• **TASK DATA**
● ● ● ● ● ● ●

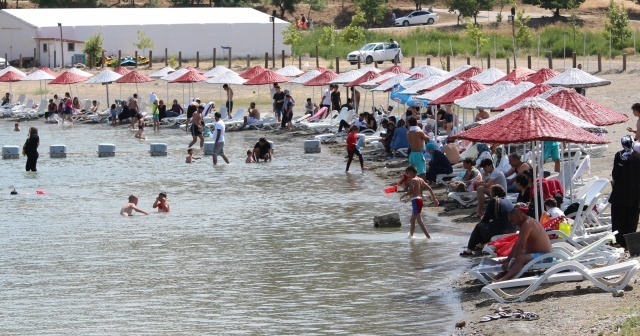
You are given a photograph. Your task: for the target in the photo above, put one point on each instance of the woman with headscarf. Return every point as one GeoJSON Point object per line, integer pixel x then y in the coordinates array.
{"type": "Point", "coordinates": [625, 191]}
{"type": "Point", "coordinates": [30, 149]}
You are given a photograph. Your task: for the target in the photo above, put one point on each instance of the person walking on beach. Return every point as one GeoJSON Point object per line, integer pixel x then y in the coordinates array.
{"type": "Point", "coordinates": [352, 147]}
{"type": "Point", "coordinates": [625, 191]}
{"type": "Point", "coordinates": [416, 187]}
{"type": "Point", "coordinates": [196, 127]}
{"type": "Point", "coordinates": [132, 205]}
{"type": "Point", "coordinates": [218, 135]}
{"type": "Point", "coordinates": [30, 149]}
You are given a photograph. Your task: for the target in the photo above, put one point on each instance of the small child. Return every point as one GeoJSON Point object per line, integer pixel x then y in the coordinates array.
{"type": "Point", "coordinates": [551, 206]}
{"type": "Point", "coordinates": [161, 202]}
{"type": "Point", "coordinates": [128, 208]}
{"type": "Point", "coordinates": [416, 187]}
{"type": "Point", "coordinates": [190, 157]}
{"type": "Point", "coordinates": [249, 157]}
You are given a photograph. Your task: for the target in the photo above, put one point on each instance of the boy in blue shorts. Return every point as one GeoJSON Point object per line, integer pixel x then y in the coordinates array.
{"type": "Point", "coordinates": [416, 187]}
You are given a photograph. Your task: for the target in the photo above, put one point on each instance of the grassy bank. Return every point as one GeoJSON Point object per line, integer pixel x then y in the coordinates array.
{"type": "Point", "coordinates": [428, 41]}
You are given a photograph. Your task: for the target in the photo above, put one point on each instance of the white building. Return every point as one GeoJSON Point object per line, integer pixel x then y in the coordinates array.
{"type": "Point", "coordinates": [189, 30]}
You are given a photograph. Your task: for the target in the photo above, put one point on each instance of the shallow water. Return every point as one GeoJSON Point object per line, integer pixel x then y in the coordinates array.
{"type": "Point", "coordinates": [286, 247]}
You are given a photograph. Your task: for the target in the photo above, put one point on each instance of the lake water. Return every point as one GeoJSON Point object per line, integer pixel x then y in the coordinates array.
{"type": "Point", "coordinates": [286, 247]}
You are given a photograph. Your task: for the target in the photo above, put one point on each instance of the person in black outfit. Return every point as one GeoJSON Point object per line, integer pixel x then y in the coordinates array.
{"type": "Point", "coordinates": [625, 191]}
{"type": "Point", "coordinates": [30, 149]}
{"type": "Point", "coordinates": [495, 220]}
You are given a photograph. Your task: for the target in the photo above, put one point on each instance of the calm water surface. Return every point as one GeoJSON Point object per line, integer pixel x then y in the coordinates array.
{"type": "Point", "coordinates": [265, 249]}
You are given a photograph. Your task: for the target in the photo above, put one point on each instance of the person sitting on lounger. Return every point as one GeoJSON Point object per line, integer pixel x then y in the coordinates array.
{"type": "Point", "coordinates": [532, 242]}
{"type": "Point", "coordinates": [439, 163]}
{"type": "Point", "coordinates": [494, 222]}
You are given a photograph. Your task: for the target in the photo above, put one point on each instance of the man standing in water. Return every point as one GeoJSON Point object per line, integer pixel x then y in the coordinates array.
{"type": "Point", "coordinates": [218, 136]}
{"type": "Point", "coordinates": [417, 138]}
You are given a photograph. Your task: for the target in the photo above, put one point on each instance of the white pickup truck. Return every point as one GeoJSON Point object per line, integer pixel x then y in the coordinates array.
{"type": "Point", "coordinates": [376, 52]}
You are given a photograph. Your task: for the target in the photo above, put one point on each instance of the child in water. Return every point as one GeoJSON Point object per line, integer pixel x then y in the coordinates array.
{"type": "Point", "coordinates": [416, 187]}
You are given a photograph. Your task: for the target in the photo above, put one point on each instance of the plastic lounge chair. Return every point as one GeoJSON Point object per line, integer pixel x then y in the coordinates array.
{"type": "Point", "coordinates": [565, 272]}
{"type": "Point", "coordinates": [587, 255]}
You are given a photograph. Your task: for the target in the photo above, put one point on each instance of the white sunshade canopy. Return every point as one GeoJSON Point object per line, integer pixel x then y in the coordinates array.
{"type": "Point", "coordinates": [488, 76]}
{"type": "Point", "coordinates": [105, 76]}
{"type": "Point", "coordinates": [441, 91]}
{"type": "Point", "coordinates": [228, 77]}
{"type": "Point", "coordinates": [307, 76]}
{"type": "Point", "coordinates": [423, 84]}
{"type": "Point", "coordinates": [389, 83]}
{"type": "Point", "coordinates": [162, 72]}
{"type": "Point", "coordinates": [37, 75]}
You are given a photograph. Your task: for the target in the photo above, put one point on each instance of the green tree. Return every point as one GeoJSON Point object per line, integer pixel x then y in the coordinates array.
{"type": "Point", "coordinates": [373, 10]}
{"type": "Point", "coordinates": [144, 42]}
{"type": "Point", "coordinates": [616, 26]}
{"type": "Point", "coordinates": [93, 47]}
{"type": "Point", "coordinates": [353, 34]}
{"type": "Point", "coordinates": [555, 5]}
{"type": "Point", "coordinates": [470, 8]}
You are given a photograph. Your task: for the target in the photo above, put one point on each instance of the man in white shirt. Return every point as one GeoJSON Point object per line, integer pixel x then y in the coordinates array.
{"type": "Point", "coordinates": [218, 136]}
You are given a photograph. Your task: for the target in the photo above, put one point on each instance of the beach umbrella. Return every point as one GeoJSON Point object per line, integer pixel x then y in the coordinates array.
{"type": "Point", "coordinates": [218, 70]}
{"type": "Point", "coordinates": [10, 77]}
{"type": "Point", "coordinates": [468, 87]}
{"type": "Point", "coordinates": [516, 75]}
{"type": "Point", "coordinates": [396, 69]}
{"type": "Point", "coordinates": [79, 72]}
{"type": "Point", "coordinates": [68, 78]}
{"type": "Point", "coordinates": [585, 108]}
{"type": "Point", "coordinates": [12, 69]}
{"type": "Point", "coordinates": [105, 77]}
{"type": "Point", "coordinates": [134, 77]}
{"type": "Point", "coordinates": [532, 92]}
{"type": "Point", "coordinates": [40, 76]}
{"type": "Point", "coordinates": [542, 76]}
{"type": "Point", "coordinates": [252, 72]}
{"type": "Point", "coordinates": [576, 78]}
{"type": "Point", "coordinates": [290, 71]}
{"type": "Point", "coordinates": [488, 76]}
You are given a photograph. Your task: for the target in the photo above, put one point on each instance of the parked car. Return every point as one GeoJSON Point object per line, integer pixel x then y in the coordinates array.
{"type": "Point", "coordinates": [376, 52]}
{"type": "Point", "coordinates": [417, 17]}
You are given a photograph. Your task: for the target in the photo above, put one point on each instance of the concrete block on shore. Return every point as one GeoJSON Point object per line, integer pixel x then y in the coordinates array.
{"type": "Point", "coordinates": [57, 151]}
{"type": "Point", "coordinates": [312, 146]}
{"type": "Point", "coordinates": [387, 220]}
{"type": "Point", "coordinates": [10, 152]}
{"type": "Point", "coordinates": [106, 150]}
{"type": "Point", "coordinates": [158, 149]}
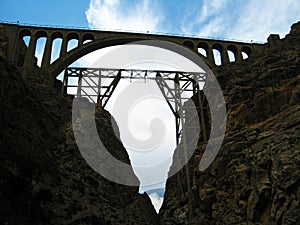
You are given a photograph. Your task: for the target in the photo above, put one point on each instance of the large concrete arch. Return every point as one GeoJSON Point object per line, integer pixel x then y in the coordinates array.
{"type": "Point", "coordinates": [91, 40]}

● ● ● ● ● ● ●

Repeat the records verbatim, excluding pictures.

• **EXERCISE RESULT**
You are given a photograph. Your task: for the target in the photo above, put one point on each instance of the woman with headscarf. Return every point as one GeoJSON Point object per line, integer pixel x then y in the coordinates array.
{"type": "Point", "coordinates": [625, 191]}
{"type": "Point", "coordinates": [30, 149]}
You are given a photograph. Your task: for the target in the photo above, put one point on each instance of the person walking on beach. Return every point as one GeoJSON Point object per line, integer pixel x then y in the coordinates array.
{"type": "Point", "coordinates": [352, 147]}
{"type": "Point", "coordinates": [625, 191]}
{"type": "Point", "coordinates": [416, 187]}
{"type": "Point", "coordinates": [196, 127]}
{"type": "Point", "coordinates": [132, 205]}
{"type": "Point", "coordinates": [218, 135]}
{"type": "Point", "coordinates": [30, 149]}
You are given a photograph. Your task: for the target in the photo above, put one point on each instance of the small child. Return every point as one GeoJSON Point object per line, integer pixel x then y in the coordinates array.
{"type": "Point", "coordinates": [551, 206]}
{"type": "Point", "coordinates": [161, 202]}
{"type": "Point", "coordinates": [128, 208]}
{"type": "Point", "coordinates": [416, 187]}
{"type": "Point", "coordinates": [190, 157]}
{"type": "Point", "coordinates": [249, 157]}
You are given a photograph. Your task: for the target in the photo above, put one point on each instance of the boy in blue shorts. Return every point as one GeoJSON Point object per line, integer pixel x then y in the coordinates array.
{"type": "Point", "coordinates": [416, 187]}
You are given a photograph. Your task: for the target in the photo above, put one point on each instance of the grassy bank. Return every point as one GeoJSON Point object per line, integer pixel x then y in the coordinates array.
{"type": "Point", "coordinates": [428, 41]}
You are given a photograph. Your task: for the target in the photo above, put one point on each instance of the white building. Return every point as one GeoJSON Point object per line, integer pixel x then y in the coordinates array.
{"type": "Point", "coordinates": [189, 30]}
You are given a photograph. Your task: for the target in the photo above, put one point on each instance of the shallow water. Return every point as one GeoJSON Point object per line, integer pixel x then y in the coordinates array.
{"type": "Point", "coordinates": [286, 247]}
You are given a photograph. Your task: for the target in the photo above, put one point on each instance of the lake water. Return every point as one GeoJSON Point object per line, integer pixel x then y in the coordinates array.
{"type": "Point", "coordinates": [286, 247]}
You are given a photograph. Your task: for the target in the photo above, put one point on each instance of the person in black outfit. Return every point as one GeoJSON Point object per line, integer pixel x then y in the coordinates array.
{"type": "Point", "coordinates": [625, 191]}
{"type": "Point", "coordinates": [30, 149]}
{"type": "Point", "coordinates": [495, 220]}
You are given a photograph. Your task: for the target in the photo above, put one point on each instance of the calm water surface. Return every point as one GeoJSON Point object per line, integer pixel x then y in the coordinates array.
{"type": "Point", "coordinates": [265, 249]}
You are given a photograph. Your task: for the target in the photo above, put one point on each instance of the person sitting on lounger. Return every point as one GeoJSON Point object per line, integer pixel x then y in the coordinates array.
{"type": "Point", "coordinates": [532, 242]}
{"type": "Point", "coordinates": [439, 163]}
{"type": "Point", "coordinates": [494, 222]}
You are given a photograph. Your task: for the target in the photo above, put one point on each instance of the man standing in water. Return every point as one GeoJSON Point object per line, integer pixel x then y in the coordinates array.
{"type": "Point", "coordinates": [218, 136]}
{"type": "Point", "coordinates": [417, 138]}
You are given a photograph. Your task: for the target in the photo above, put one point on each instance of the white pickup truck. Return every point as one GeoJSON Point object per line, integer pixel x then y in the coordinates array.
{"type": "Point", "coordinates": [376, 52]}
You are given a photograph. Your task: for the target in the photo above, put one point on each instance of the child in water. Return every point as one GeoJSON Point object per line, integer pixel x then y in the coordinates array.
{"type": "Point", "coordinates": [416, 187]}
You are given a photograph. Your task: for the target in the photo above, put one point on each instance of the plastic lounge chair. Return every point as one GeoJSON Point object per line, integer pixel x then y in the coordinates array.
{"type": "Point", "coordinates": [565, 272]}
{"type": "Point", "coordinates": [587, 255]}
You are given a photograph. Your task: for the target in the photo above, put one point on each instance of the white sunshade canopy. Return every point as one GeoJSON Point object per line, integer pixel x then y in the coordinates array.
{"type": "Point", "coordinates": [488, 76]}
{"type": "Point", "coordinates": [105, 76]}
{"type": "Point", "coordinates": [441, 91]}
{"type": "Point", "coordinates": [228, 77]}
{"type": "Point", "coordinates": [307, 76]}
{"type": "Point", "coordinates": [423, 84]}
{"type": "Point", "coordinates": [389, 83]}
{"type": "Point", "coordinates": [162, 72]}
{"type": "Point", "coordinates": [37, 75]}
You are given a photograph. Your task: for the target in the photo above, put one point on each instance of the green tree. Return every point as one GeoJSON Point object per line, integer pixel x then y in the coordinates array.
{"type": "Point", "coordinates": [373, 10]}
{"type": "Point", "coordinates": [144, 42]}
{"type": "Point", "coordinates": [616, 26]}
{"type": "Point", "coordinates": [93, 47]}
{"type": "Point", "coordinates": [353, 34]}
{"type": "Point", "coordinates": [555, 5]}
{"type": "Point", "coordinates": [470, 8]}
You are given a photograph. Your task: for the target in the photo above, put one point on each instance of the man in white shirt. Return every point as one GeoJSON Point object per line, integer pixel x then y in the coordinates array.
{"type": "Point", "coordinates": [218, 136]}
You are given a photograph. Your task: for the target in the photo above, put one point on each instance of the beach umbrella. Return every point as one GeoJSON Point object per line, integer pixel x then y in the coordinates array.
{"type": "Point", "coordinates": [218, 70]}
{"type": "Point", "coordinates": [10, 77]}
{"type": "Point", "coordinates": [468, 87]}
{"type": "Point", "coordinates": [516, 75]}
{"type": "Point", "coordinates": [396, 69]}
{"type": "Point", "coordinates": [79, 72]}
{"type": "Point", "coordinates": [68, 78]}
{"type": "Point", "coordinates": [585, 108]}
{"type": "Point", "coordinates": [12, 69]}
{"type": "Point", "coordinates": [105, 77]}
{"type": "Point", "coordinates": [134, 77]}
{"type": "Point", "coordinates": [532, 92]}
{"type": "Point", "coordinates": [40, 76]}
{"type": "Point", "coordinates": [542, 76]}
{"type": "Point", "coordinates": [252, 72]}
{"type": "Point", "coordinates": [576, 78]}
{"type": "Point", "coordinates": [290, 71]}
{"type": "Point", "coordinates": [488, 76]}
You are given a photograph. Your task: for the target in the photo above, put one point on each instance of the parked car. Return every point as one GeoJSON Point object per line, integer pixel x then y in the coordinates array.
{"type": "Point", "coordinates": [376, 52]}
{"type": "Point", "coordinates": [417, 17]}
You are given a photograph. Your task: for the target in the photo above, put one point on each instance of the concrete block on shore. Return every point as one GeoJSON Point object per line, integer pixel x then y in the coordinates array.
{"type": "Point", "coordinates": [57, 151]}
{"type": "Point", "coordinates": [312, 146]}
{"type": "Point", "coordinates": [387, 220]}
{"type": "Point", "coordinates": [10, 152]}
{"type": "Point", "coordinates": [106, 150]}
{"type": "Point", "coordinates": [158, 149]}
You are given a photograph. Your task: for the target in the photo above, put one point on each instance of the large concrete arch. Return every point as one GeoJSON Point object per line, integer pixel x then y in the coordinates array.
{"type": "Point", "coordinates": [91, 40]}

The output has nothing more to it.